EXERCISE REQUIREMENTS: Could you filter the listing for lines with the word "group" and return them?

RECORDED DATA:
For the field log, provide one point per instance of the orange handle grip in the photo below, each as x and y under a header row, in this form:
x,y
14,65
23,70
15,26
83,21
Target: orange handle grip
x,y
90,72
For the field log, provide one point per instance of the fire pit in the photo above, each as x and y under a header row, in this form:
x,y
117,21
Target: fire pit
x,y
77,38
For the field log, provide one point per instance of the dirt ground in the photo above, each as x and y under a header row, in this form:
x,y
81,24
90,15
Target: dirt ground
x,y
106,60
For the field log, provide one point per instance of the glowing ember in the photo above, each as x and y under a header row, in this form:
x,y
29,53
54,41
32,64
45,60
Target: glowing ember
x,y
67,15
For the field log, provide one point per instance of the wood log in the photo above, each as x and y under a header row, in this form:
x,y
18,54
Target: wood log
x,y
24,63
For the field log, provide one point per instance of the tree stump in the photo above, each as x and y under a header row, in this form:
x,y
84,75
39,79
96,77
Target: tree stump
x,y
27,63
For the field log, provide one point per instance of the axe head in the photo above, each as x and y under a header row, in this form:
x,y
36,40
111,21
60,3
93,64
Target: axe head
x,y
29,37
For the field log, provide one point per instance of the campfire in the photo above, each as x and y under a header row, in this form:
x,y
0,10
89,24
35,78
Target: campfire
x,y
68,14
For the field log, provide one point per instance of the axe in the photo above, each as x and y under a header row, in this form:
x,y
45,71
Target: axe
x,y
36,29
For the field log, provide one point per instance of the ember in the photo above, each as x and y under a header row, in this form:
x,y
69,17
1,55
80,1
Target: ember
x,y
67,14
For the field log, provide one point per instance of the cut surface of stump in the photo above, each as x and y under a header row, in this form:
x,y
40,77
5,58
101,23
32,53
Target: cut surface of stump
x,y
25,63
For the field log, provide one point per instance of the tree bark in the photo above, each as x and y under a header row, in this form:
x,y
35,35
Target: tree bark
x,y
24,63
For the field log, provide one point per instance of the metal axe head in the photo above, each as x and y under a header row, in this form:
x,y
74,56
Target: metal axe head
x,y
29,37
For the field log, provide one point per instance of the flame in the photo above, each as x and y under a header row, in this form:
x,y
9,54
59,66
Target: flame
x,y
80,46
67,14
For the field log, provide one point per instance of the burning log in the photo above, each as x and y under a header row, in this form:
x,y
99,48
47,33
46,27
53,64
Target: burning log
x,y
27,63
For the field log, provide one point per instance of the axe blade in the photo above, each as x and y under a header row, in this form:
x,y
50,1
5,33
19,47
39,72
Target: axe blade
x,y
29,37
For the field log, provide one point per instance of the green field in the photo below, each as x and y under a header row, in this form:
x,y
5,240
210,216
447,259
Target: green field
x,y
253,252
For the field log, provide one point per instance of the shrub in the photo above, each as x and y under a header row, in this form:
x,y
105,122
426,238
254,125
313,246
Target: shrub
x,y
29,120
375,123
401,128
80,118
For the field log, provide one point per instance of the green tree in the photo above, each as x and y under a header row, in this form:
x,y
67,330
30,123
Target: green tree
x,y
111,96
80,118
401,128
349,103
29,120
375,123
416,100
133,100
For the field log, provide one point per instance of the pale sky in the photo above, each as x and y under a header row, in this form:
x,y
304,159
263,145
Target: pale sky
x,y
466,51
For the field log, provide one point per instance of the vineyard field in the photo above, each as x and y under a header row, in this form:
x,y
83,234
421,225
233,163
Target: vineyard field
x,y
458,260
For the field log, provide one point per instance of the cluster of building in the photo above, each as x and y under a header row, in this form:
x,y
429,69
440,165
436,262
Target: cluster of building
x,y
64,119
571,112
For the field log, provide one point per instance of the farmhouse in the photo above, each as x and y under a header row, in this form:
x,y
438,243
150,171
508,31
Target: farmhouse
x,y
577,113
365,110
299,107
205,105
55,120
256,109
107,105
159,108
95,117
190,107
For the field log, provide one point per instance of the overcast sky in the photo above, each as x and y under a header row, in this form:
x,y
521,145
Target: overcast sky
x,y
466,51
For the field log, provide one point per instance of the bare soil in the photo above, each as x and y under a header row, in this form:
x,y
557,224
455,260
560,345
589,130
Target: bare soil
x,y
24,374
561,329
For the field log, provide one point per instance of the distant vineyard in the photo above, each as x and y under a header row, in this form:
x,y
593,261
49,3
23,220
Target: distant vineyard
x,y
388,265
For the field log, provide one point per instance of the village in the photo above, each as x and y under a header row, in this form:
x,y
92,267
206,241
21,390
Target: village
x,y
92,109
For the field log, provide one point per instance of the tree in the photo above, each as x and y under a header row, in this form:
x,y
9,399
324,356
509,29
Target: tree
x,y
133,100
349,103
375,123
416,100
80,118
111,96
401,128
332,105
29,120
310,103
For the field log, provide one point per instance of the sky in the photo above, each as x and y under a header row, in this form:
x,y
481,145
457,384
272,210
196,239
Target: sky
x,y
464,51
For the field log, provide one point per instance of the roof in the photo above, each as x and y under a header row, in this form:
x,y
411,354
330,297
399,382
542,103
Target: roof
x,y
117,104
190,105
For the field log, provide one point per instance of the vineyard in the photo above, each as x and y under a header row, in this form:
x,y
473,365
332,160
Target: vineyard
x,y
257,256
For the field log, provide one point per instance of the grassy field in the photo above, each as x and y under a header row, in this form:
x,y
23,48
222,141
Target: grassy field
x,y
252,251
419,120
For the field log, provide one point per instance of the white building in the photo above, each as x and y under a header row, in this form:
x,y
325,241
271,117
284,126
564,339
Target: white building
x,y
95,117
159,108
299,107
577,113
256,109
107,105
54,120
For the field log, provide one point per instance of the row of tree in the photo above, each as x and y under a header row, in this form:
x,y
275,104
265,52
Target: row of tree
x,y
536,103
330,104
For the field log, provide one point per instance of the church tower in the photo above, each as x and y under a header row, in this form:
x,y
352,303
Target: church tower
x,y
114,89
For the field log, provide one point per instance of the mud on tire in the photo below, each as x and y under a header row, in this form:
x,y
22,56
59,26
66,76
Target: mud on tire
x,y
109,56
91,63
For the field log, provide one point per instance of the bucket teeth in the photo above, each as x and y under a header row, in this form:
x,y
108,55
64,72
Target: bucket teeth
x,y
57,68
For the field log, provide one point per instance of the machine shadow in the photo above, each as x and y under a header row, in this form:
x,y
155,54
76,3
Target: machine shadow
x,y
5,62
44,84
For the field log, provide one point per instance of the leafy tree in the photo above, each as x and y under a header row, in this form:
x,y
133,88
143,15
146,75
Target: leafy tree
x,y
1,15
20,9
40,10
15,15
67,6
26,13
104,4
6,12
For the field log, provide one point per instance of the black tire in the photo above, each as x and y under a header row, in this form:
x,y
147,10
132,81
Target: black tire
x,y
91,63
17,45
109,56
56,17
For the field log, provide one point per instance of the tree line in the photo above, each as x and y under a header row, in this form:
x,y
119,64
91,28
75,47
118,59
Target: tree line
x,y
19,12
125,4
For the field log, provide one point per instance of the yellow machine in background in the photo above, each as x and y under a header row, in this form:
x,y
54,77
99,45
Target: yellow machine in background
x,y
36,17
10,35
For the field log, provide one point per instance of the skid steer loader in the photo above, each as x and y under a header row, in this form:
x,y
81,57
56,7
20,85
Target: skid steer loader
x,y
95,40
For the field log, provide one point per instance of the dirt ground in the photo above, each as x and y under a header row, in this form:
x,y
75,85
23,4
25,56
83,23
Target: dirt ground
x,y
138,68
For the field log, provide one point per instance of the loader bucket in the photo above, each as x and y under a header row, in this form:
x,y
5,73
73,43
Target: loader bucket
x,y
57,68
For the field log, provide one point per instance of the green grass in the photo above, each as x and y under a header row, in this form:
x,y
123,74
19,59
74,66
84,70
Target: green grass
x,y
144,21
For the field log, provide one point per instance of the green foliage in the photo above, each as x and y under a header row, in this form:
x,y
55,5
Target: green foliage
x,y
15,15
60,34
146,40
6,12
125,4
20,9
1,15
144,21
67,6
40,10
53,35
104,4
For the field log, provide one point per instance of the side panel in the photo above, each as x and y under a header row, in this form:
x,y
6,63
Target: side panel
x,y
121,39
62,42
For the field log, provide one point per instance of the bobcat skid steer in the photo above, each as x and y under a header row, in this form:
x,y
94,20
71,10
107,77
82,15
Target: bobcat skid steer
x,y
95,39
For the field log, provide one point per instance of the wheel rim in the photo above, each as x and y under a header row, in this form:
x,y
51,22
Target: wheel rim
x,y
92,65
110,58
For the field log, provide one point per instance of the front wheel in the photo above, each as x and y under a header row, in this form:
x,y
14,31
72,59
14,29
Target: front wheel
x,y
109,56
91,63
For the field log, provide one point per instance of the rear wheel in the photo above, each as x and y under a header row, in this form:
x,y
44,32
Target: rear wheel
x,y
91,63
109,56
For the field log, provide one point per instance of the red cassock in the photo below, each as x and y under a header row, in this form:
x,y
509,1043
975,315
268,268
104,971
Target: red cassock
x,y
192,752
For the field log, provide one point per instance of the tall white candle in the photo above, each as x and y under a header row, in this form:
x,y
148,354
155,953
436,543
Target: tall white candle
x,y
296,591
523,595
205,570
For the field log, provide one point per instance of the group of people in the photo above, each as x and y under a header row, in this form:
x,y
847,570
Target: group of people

ANSWER SECTION:
For the field log, provide one point per instance of the group of people in the photo above, each as x and y under a header row, in this form:
Target: group of people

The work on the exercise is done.